--- Begin TASK INPUTS ---
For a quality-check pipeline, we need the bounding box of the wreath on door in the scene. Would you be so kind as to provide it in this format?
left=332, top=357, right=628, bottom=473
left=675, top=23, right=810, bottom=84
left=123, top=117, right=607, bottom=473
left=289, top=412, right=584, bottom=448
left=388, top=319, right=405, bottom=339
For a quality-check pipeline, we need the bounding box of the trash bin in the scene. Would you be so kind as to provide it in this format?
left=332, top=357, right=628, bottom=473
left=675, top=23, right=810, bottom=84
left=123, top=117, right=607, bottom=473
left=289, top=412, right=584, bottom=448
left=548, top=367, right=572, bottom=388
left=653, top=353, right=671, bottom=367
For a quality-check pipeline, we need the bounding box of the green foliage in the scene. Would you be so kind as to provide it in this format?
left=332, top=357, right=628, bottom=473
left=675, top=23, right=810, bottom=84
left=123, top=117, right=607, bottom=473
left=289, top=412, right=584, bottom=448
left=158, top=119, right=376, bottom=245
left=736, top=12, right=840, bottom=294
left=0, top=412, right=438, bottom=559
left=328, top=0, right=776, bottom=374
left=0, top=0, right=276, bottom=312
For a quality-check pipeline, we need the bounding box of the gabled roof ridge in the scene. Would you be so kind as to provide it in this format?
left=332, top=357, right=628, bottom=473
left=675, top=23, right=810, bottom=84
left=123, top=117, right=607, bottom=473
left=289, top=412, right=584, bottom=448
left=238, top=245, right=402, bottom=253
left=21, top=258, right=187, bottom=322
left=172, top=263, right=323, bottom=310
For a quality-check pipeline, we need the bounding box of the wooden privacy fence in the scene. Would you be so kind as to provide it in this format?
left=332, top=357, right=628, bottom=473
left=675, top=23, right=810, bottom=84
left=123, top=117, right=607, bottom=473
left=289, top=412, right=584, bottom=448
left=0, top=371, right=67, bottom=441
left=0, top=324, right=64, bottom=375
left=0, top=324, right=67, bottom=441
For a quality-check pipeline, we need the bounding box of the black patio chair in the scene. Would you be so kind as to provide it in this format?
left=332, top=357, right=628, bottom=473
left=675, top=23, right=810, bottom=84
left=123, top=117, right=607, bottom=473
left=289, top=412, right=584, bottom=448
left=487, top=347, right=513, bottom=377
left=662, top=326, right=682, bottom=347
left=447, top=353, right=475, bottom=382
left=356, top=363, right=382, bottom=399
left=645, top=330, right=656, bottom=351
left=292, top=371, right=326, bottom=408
--- End TASK INPUTS ---
- DIRECTIVE -
Copy every one of the lines above word for word, keeping their order.

- FINISHED EXERCISE -
For a quality-check pipeline, we need the bounding box of the wreath on door in the scene. Would you be so kind as to provide it in this format?
left=332, top=357, right=628, bottom=473
left=675, top=23, right=810, bottom=84
left=123, top=117, right=607, bottom=473
left=289, top=412, right=584, bottom=448
left=388, top=319, right=405, bottom=339
For a quality-check pipeline, we need the bounding box of the trash bin in the scene. Would you be so kind as to provide it in this format?
left=332, top=357, right=628, bottom=473
left=675, top=23, right=810, bottom=84
left=123, top=117, right=607, bottom=473
left=289, top=412, right=584, bottom=448
left=548, top=367, right=572, bottom=388
left=653, top=353, right=671, bottom=367
For a quality-check pipeline, we need the bounding box of the green foliage in the scene. Would you be so kind as to provide it in this format?
left=332, top=357, right=628, bottom=473
left=675, top=23, right=810, bottom=84
left=123, top=117, right=607, bottom=473
left=289, top=412, right=584, bottom=448
left=158, top=119, right=376, bottom=245
left=736, top=12, right=840, bottom=294
left=0, top=412, right=438, bottom=559
left=328, top=0, right=776, bottom=374
left=0, top=0, right=276, bottom=312
For a quality-check pipeline, we need the bounding box of the gabled roof ridge in the scene. Would you be so kind as to provide it in this format?
left=332, top=357, right=628, bottom=473
left=675, top=23, right=810, bottom=84
left=123, top=117, right=607, bottom=473
left=289, top=412, right=584, bottom=448
left=238, top=245, right=402, bottom=253
left=21, top=258, right=187, bottom=322
left=172, top=263, right=323, bottom=310
For a quality-check pipeline, we need the bounding box of the wooden privacy fence in the scene. Would you be so kind as to provide it in this format?
left=332, top=357, right=628, bottom=473
left=675, top=23, right=810, bottom=84
left=123, top=117, right=607, bottom=473
left=289, top=412, right=584, bottom=448
left=0, top=371, right=67, bottom=441
left=0, top=324, right=64, bottom=375
left=0, top=324, right=67, bottom=441
For a quality-check pipeline, we need the bounding box of the black patio chair in the scene. Would you be so kind as to provide it in this format?
left=332, top=357, right=628, bottom=473
left=675, top=23, right=810, bottom=84
left=123, top=117, right=607, bottom=473
left=289, top=412, right=584, bottom=448
left=487, top=347, right=513, bottom=377
left=662, top=326, right=682, bottom=347
left=447, top=353, right=475, bottom=382
left=356, top=363, right=382, bottom=399
left=645, top=330, right=656, bottom=351
left=292, top=371, right=326, bottom=408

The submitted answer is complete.